Entries for pointing at named objects
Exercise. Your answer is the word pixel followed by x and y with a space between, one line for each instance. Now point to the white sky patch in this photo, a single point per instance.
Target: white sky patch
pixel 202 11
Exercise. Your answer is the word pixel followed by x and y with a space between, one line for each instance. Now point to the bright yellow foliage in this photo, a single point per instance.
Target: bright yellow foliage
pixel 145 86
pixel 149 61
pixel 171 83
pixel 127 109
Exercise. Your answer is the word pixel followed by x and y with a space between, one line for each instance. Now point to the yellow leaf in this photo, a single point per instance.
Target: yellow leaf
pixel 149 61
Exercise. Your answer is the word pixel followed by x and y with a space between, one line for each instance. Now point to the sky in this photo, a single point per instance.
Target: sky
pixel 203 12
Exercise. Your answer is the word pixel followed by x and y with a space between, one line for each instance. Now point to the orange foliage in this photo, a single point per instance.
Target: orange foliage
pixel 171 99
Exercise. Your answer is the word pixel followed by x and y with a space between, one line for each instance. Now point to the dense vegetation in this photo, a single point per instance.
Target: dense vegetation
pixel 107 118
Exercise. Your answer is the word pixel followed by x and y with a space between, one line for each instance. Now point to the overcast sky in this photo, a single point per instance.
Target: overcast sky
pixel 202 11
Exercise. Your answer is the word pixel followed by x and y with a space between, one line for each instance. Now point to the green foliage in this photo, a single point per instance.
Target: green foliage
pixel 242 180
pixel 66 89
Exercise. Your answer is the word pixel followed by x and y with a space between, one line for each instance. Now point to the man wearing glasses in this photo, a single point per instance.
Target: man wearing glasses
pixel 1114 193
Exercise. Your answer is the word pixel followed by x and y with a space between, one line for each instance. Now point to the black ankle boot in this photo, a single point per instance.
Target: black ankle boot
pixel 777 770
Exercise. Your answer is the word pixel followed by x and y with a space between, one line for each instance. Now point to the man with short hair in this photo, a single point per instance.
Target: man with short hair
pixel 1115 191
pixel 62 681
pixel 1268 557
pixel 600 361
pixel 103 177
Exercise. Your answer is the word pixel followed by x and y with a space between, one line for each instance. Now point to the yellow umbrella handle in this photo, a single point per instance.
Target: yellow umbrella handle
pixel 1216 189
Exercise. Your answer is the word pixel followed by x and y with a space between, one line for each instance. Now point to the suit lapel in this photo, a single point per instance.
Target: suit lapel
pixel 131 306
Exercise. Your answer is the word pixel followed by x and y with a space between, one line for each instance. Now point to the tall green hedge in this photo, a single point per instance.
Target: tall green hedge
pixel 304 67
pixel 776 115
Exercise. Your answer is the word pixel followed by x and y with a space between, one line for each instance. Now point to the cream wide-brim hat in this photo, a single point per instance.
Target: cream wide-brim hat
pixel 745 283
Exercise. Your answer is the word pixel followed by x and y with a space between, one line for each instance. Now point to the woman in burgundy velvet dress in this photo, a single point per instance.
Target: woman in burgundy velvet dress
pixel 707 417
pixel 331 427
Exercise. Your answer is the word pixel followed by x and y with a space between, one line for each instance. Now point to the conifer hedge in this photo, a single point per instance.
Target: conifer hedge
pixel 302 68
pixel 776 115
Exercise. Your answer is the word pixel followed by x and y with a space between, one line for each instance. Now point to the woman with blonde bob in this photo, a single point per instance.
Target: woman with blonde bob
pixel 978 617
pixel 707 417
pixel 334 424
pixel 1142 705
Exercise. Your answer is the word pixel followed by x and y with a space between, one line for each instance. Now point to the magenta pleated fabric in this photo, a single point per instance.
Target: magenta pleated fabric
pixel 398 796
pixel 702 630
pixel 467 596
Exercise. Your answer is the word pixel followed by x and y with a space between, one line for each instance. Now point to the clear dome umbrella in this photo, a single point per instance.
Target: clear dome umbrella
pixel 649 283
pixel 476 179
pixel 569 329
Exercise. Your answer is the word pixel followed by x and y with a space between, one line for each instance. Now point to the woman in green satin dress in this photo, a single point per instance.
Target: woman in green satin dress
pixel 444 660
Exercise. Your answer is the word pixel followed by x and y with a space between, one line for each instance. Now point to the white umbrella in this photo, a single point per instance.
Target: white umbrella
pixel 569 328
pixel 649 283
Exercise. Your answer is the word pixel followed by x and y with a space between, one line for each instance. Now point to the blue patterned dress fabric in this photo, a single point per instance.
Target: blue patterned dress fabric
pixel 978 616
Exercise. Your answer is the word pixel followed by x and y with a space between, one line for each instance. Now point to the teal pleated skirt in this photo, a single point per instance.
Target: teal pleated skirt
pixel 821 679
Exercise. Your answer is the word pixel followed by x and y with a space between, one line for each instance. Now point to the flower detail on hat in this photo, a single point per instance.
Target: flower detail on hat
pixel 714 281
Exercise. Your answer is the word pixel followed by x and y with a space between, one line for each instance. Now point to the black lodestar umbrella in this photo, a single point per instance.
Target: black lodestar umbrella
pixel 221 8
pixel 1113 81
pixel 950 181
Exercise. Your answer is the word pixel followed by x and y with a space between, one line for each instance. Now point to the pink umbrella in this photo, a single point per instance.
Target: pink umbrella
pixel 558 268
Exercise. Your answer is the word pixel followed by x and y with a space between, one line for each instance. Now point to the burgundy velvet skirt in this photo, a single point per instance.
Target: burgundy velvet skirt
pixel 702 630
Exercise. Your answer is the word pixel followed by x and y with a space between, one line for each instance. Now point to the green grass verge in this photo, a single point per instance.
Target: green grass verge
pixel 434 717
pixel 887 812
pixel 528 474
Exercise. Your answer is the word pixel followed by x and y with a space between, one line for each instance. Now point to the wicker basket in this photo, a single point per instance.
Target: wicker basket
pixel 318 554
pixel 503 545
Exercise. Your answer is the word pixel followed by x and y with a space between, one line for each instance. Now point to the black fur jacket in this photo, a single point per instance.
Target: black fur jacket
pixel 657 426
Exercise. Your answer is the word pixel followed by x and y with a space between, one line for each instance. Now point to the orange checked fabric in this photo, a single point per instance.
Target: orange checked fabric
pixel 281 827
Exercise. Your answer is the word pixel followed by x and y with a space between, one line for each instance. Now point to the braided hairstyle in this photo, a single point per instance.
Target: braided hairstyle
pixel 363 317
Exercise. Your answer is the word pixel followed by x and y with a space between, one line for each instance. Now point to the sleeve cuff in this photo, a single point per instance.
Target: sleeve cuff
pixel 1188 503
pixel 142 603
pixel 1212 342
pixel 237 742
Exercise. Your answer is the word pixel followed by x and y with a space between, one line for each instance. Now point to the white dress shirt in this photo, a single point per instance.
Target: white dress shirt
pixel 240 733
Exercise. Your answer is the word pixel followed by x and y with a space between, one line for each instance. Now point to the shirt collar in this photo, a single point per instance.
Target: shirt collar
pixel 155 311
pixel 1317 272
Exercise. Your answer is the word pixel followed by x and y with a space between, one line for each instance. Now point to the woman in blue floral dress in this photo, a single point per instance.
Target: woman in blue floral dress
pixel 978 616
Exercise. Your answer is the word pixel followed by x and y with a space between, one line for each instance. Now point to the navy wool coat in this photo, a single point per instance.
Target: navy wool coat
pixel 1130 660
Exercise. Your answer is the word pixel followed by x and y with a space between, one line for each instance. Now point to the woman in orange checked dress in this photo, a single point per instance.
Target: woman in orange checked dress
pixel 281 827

● **Set exercise**:
Arrange these records as a two-column CSV with the header row request,answer, one row per request, covering all the records. Put the request's text and its answer each in a single quoted field, turning any line breaks into spaces.

● **Task solution**:
request,answer
"Exercise. Your answer is the word pixel followed by x and y with a space between, one line for each instance. Now point to the white sky patch in this photo, a single point per instance. Target: white sky patch","pixel 202 11"
"Exercise. Your answer is the word pixel followed by x and y with a space between, one line for each instance. Now point to the bright yellow foliage in this photo, a single point per instance. Target: bright yellow foliage","pixel 145 86 pixel 149 61 pixel 171 83 pixel 127 109"
"Exercise. Your answer is the word pixel followed by x and y with a space between, one line for each instance. Now point to the yellow leaf in this photo, a single point per instance. Target: yellow leaf","pixel 149 61"
"Exercise. Your answer is the word pixel followed by x and y with a space between, one line for each instance. Now point to the sky in this photo, a single point per instance. Target: sky","pixel 203 12"
"Exercise. Your answer is the word pixel followed by x and y with a space between, one line for each instance. Now point to the orange foliage in this photo, a single point per instance. Target: orange foliage","pixel 171 99"
"Exercise. Your answer is the word pixel followed by x and y with a space between, one line for each instance. Now point to the dense vegetation in this photo, a single point per instance. Target: dense vegetation","pixel 107 118"
"Exercise. Your answer is the word pixel followed by x and y with a space between, one line for each instance. Now point to the overcast sky in this photo, a single point per instance. Target: overcast sky","pixel 202 11"
"Exercise. Your answer is the word pixel followed by x and y with a space between, one line for each instance. Now point to the green foliage in this photo, a single point per instance. Target: green foliage","pixel 242 180 pixel 66 89"
"Exercise. Your answer is the word pixel followed by x and y with a space between, one line for each instance. Now point to the man wearing glasses in this photo, a single point per instance. Target: man wearing glasses","pixel 1114 193"
"Exercise. Your answer is the word pixel followed by x and y with a space between, one line for each instance. Now point to the black ankle boot in this photo, a single point per instance. Target: black ankle boot","pixel 777 770"
"Exercise. Your answer is the word pixel followed by x and y with a space between, one line for each instance. Now point to the man with short hair in this photo, a single point per instance. Target: man with short hair","pixel 1115 191 pixel 62 681 pixel 1268 557 pixel 600 361 pixel 103 177"
"Exercise. Your answer is the word pixel followed by x and y with a space between, one line for each instance. Now point to the yellow umbrella handle in this photo, a single point per instance. Target: yellow umbrella handle","pixel 1216 189"
"Exercise. Your answer is the word pixel followed by x and y with a space between, one line for each instance. Now point to the suit lapel in this photo, a single point per instance. Target: suit lapel","pixel 131 306"
"Exercise. Your answer is the word pixel followed by x and y with a space between, one line for each instance. Now point to the tall green hedge in this photo, a single point per instance. Target: tall green hedge","pixel 304 67 pixel 776 115"
"Exercise. Your answer is the word pixel followed by x and y with a space between, one line for each instance. Now point to the cream wide-brim hat in this photo, a single point per instance. Target: cream wide-brim hat","pixel 745 283"
"Exercise. Your answer is the word pixel followed by x and y with a space between, one line for each instance. Now point to the woman in burgundy velvet dress in this photo, a single point per instance. Target: woman in burgundy velvet dress","pixel 707 417 pixel 331 427"
"Exercise. Your answer is the word pixel followed by x and y with a space between, one line for each instance. Now point to the conifer hedge in this photo, a single point per instance. Target: conifer hedge","pixel 302 68 pixel 776 115"
"Exercise. Your answer is the word pixel followed by x and y with a space between, one line for each instance. Now point to the woman with blonde bob in this photo, a single point per instance. Target: woman with blonde bob","pixel 978 617 pixel 707 417 pixel 334 424 pixel 1142 705"
"Exercise. Your answer is the word pixel followed by x and y with a space between, one line for each instance. Now point to the magenta pleated fabric in this photo, a single point per instance. Target: magenta pleated fabric","pixel 398 796 pixel 702 630 pixel 467 596"
"Exercise. Your answer is the word pixel followed by x and y with a space between, one line for each instance. Now point to the clear dome umbrella in this photo, a single point per instance. Target: clear dome umbrella","pixel 649 283 pixel 476 179 pixel 569 329"
"Exercise. Your answer is the word pixel followed by x and y with a space between, one line for each instance. Now point to the woman in green satin dress in this photo, a single point per instance. Target: woman in green satin dress","pixel 444 660"
"Exercise. Your answer is the word pixel followed by x and y with a space between, one line for each instance. Now point to the white umbrella in this photo, a single point per instance. Target: white umbrella","pixel 569 328 pixel 649 283"
"Exercise. Your answer is the word pixel followed by x and y with a space between, one line for each instance. Now point to the blue patterned dress fabric in this photo, a single point per instance. Target: blue patterned dress fabric","pixel 978 616"
"Exercise. Your answer is the word pixel followed by x and y with a space between, one line for each instance. Now point to the teal pleated skirt in this photo, a single point per instance. Target: teal pleated skirt","pixel 821 679"
"Exercise. Your answer is the word pixel followed by x and y with a space between, one line for each instance. Now point to the flower detail on hat in this photo, a single point per instance. Target: flower detail on hat","pixel 714 281"
"Exercise. Your answer is the word pixel followed by x and y with a space between, one line for each instance. Now point to the black lodestar umbrella in this photo, a single point per instance. Target: black lodestar umbrella","pixel 221 8 pixel 1113 81 pixel 950 181"
"Exercise. Your answer is the word pixel followed by x and y with a space between, one line for each instance. Now point to the pink umbrella in this photo, a single point per instance. Target: pink umbrella","pixel 558 268"
"Exercise. Your answer is the word pixel followed by x and y with a space between, one line for each instance. Now point to the burgundy velvet skirt in this photo, a single point per instance. Target: burgundy velvet skirt","pixel 702 630"
"Exercise. Your answer is the word pixel followed by x and y with a space between, one line for each instance. Now point to the green grass verge in this photo, a single point per instance. Target: green grass verge","pixel 434 717 pixel 887 812 pixel 528 474"
"Exercise. Your answer is the word pixel followed by x and y with a space between, one line for each instance. Now point to the wicker basket in this photo, a single point per instance. Target: wicker basket","pixel 318 554 pixel 503 545"
"Exercise. Your answer is the word pixel followed by x and y with a space between, one line for each instance. Now point to the black fur jacket in this photo, a single point per instance. Target: black fur jacket","pixel 657 426"
"Exercise. Your answer is the word pixel followed by x and y with a space between, one line for each instance. Now point to the orange checked fabric in this photo, a single point per instance. Target: orange checked fabric","pixel 281 827"
"Exercise. Your answer is the word pixel followed by x and y with a space between, one line for each instance. Now point to the braided hairstyle in this photo, a single point per instance. Target: braided hairstyle","pixel 363 317"
"Exercise. Your answer is the word pixel followed by x and y with a space between, one line for each instance. Now point to the sleeve cuff in this photo, a single point per instance. Target: sleeve cuff","pixel 1188 503 pixel 142 603 pixel 1212 342 pixel 237 742"
"Exercise. Your answer is the word pixel followed by x and y with a space between, one line for each instance. Now point to the white dress shirt in this photo, a single point per instance. Target: white dress shirt","pixel 240 733"
"Exercise. Your answer is the word pixel followed by x and y with a space between, one line for each instance. Now point to the shirt collar in this photo, a single point per instance. Target: shirt collar","pixel 155 311 pixel 1317 272"
"Exercise. Your answer is the word pixel followed by x and y with a space between, one line for each instance. Now point to the woman in blue floral dress in this photo, a single point per instance. Target: woman in blue floral dress","pixel 978 616"
"Exercise. Your answer is the word pixel followed by x and y with a space between, one line for each instance. Now point to the navy wool coat in this photo, a single point per instance. Target: navy wool coat","pixel 1130 660"
"Exercise. Your answer is the word pixel followed by x and y with a space between, one line for each instance. Now point to the woman in orange checked dress in this photo, a single point per instance. Target: woman in orange checked dress","pixel 281 827"